═════ SUPPLIED RECORDS

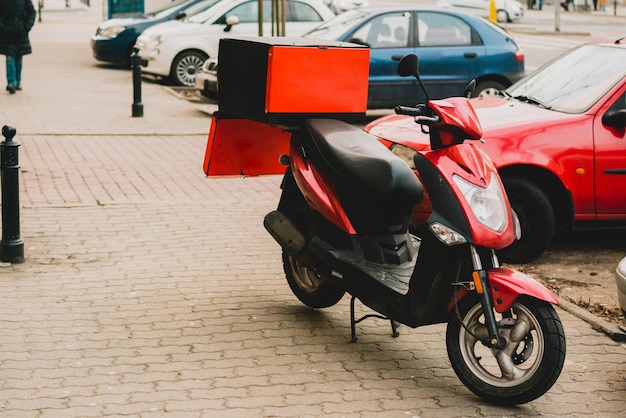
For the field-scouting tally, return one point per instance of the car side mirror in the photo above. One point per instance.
(615, 119)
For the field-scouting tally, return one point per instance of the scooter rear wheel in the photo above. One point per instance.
(311, 288)
(525, 368)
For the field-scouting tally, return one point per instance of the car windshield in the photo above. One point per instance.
(337, 26)
(198, 15)
(575, 81)
(164, 11)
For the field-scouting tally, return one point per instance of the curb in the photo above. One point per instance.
(616, 333)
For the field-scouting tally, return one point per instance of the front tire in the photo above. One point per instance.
(536, 216)
(311, 288)
(525, 368)
(185, 67)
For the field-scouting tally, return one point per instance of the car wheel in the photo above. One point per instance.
(488, 88)
(185, 67)
(536, 217)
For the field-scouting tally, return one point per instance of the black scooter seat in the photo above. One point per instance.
(355, 157)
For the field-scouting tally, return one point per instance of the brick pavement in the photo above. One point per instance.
(150, 290)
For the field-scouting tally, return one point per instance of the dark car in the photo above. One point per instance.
(114, 39)
(454, 47)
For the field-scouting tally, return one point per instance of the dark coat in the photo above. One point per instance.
(17, 17)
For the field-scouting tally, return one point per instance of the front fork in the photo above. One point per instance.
(481, 283)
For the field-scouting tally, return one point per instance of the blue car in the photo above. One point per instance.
(453, 48)
(114, 39)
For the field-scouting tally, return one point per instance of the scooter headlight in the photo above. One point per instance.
(487, 204)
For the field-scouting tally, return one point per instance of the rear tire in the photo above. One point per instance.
(536, 217)
(525, 368)
(311, 288)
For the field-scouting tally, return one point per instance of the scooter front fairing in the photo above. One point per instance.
(506, 286)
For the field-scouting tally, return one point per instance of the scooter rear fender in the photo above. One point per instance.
(507, 285)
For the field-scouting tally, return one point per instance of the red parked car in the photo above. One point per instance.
(558, 140)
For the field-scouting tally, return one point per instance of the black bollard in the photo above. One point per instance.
(11, 246)
(137, 105)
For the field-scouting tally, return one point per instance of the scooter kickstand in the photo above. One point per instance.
(353, 322)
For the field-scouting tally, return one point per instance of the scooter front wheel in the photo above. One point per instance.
(311, 288)
(525, 368)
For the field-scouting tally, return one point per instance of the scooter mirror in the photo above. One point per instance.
(408, 65)
(469, 90)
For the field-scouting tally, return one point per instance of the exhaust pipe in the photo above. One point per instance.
(284, 232)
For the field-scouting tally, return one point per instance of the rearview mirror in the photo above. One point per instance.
(469, 90)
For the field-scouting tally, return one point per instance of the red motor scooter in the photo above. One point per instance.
(344, 222)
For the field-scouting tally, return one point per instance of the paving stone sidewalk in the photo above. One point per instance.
(149, 290)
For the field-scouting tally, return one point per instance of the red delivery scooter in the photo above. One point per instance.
(345, 224)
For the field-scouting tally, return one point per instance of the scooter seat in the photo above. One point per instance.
(355, 158)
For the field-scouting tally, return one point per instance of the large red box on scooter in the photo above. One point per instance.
(284, 81)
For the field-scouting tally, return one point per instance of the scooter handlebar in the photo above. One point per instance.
(418, 113)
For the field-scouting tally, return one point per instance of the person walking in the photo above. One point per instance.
(17, 17)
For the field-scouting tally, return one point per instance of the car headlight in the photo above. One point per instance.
(111, 32)
(487, 204)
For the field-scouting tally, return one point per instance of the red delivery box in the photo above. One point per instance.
(284, 81)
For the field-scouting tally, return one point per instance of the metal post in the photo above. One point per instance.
(137, 105)
(11, 246)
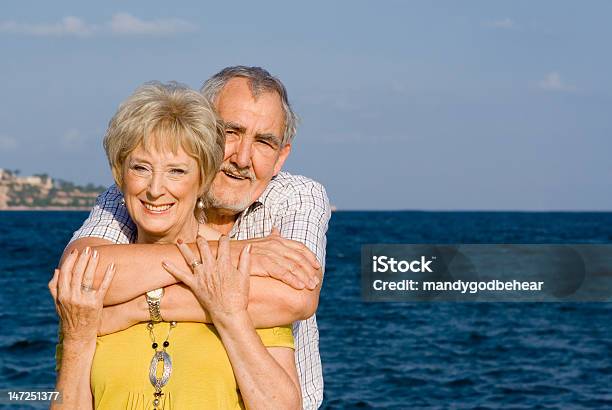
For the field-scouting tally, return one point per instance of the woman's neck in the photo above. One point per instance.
(187, 232)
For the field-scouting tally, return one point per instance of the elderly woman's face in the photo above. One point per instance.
(160, 190)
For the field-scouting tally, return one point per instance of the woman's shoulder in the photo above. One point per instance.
(209, 233)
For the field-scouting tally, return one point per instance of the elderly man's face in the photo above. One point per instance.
(253, 153)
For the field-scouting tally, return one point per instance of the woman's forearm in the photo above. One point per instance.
(73, 379)
(264, 383)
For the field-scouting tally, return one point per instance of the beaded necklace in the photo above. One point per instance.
(164, 357)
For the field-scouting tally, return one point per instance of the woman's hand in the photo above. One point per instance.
(78, 304)
(220, 288)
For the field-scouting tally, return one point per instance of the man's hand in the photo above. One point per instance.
(289, 261)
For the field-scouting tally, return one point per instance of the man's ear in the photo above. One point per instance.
(282, 156)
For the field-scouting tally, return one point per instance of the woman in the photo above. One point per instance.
(164, 146)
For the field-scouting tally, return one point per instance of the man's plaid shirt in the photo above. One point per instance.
(296, 205)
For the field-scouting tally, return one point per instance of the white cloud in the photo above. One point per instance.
(7, 143)
(68, 26)
(506, 24)
(122, 24)
(552, 82)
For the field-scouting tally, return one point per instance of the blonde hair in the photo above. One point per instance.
(170, 116)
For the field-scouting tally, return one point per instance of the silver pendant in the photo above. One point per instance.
(158, 383)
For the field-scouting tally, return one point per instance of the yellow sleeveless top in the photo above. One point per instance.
(202, 375)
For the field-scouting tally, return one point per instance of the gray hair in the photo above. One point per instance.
(260, 81)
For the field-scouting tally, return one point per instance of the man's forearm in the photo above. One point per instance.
(271, 303)
(74, 374)
(138, 266)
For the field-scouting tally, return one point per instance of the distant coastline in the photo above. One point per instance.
(43, 193)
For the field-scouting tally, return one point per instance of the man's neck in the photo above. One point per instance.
(221, 220)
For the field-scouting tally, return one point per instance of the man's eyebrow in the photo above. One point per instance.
(234, 126)
(271, 138)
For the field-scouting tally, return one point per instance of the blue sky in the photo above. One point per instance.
(404, 104)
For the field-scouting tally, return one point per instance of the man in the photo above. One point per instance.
(249, 197)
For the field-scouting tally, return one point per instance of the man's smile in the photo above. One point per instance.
(234, 176)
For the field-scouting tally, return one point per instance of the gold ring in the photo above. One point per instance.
(86, 288)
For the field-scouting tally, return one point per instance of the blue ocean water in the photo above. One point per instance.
(375, 355)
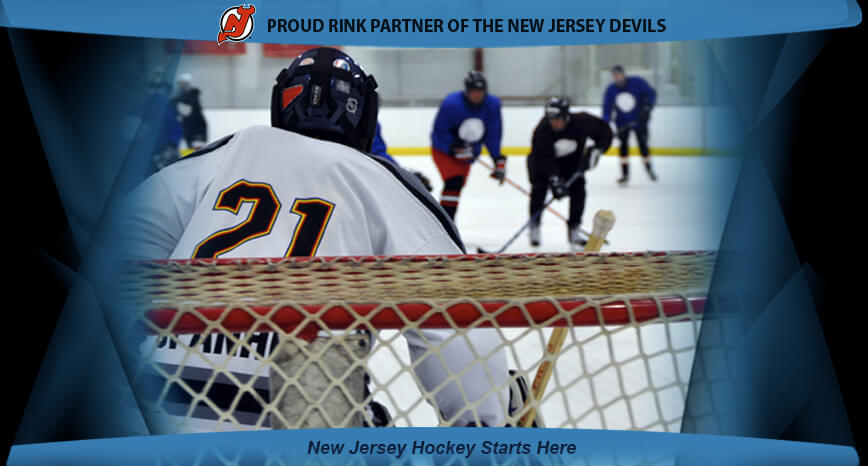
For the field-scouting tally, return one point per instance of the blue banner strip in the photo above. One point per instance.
(445, 23)
(440, 445)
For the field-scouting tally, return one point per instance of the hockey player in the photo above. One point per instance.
(190, 114)
(558, 150)
(306, 186)
(169, 132)
(631, 99)
(465, 121)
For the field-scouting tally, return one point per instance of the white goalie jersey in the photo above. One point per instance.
(267, 192)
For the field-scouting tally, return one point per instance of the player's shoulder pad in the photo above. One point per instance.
(412, 183)
(208, 149)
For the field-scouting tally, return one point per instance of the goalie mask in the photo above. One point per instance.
(325, 94)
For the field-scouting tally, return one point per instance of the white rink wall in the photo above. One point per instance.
(676, 127)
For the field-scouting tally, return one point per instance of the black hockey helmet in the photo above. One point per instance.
(475, 80)
(558, 107)
(325, 94)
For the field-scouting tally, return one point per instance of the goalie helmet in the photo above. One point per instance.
(325, 94)
(558, 107)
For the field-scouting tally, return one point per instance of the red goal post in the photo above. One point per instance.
(292, 298)
(599, 296)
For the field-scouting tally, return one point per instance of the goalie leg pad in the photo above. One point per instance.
(519, 393)
(309, 384)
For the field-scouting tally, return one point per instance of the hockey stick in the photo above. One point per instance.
(533, 218)
(603, 222)
(527, 193)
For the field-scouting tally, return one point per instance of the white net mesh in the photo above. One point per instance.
(217, 330)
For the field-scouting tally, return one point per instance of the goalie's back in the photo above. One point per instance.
(268, 192)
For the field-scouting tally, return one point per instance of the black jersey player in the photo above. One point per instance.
(190, 114)
(560, 149)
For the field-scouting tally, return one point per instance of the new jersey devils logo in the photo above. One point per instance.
(236, 24)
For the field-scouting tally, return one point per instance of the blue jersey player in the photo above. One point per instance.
(466, 120)
(631, 99)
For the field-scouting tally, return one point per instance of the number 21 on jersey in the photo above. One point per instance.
(314, 216)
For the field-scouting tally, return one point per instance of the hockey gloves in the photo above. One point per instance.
(645, 113)
(592, 157)
(462, 152)
(499, 172)
(559, 188)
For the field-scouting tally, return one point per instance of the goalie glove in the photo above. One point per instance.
(499, 172)
(592, 157)
(559, 188)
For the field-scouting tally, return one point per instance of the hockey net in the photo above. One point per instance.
(212, 357)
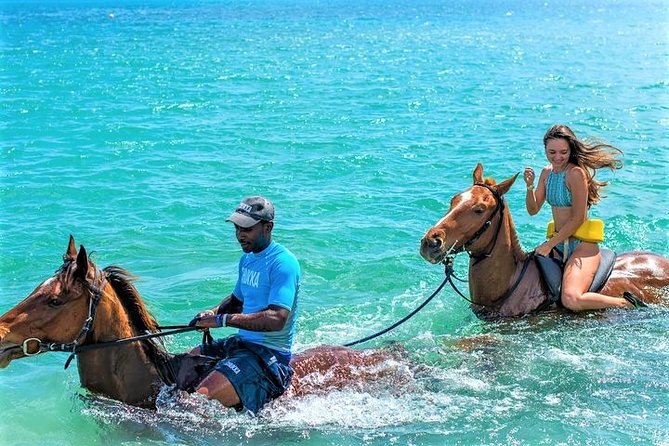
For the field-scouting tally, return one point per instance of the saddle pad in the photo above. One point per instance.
(551, 272)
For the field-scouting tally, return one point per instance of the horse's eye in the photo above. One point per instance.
(55, 303)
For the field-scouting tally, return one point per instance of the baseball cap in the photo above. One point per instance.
(251, 211)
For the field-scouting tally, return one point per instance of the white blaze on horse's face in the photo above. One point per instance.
(469, 211)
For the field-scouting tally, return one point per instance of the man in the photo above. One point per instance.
(255, 364)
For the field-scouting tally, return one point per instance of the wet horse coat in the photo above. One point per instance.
(503, 279)
(81, 306)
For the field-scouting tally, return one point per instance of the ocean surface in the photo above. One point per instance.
(138, 125)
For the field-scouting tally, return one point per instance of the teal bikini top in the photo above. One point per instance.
(557, 193)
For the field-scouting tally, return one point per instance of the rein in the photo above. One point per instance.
(35, 346)
(405, 318)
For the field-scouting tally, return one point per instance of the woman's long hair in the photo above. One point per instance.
(589, 156)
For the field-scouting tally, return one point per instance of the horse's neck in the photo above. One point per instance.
(491, 276)
(123, 373)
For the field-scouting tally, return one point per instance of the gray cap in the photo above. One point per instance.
(251, 211)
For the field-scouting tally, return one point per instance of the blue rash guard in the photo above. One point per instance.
(270, 277)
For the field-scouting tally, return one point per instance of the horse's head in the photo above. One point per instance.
(54, 312)
(465, 225)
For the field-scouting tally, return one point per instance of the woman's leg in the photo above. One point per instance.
(578, 274)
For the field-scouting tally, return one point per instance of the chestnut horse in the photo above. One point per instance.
(81, 308)
(504, 280)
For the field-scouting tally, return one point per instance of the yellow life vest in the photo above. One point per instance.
(591, 230)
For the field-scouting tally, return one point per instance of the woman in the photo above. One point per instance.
(568, 185)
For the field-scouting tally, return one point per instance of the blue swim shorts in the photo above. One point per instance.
(573, 243)
(257, 373)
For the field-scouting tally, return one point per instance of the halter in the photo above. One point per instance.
(448, 259)
(499, 208)
(35, 346)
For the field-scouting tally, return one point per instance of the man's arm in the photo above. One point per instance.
(273, 318)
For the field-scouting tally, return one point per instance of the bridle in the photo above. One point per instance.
(34, 346)
(450, 254)
(499, 209)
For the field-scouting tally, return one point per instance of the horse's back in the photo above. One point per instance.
(327, 367)
(643, 273)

══════════

PROMPT – Print the line containing "the blue swim" and every line after it to the end of the records above, exactly as written, and nothing else.

SOLUTION TO THE EXERCISE –
For the field-scouting tally, return one point per instance of the blue swim shorts in the photo above. One point per instance.
(573, 243)
(257, 373)
For the field-scouting tally, return one point per instance of the halter in the photo above. One point per instance.
(448, 259)
(499, 208)
(35, 346)
For the field-scouting tally, return one point per instance of the man's arm in the photo above. One point per instance.
(273, 318)
For the field-scouting tally, return one point per instance of the bridle in the photo above. One point per instance.
(34, 346)
(450, 254)
(499, 209)
For the field-scouting tally, return one point per instance of the horse's back in the photo above. One point per instance.
(327, 367)
(643, 273)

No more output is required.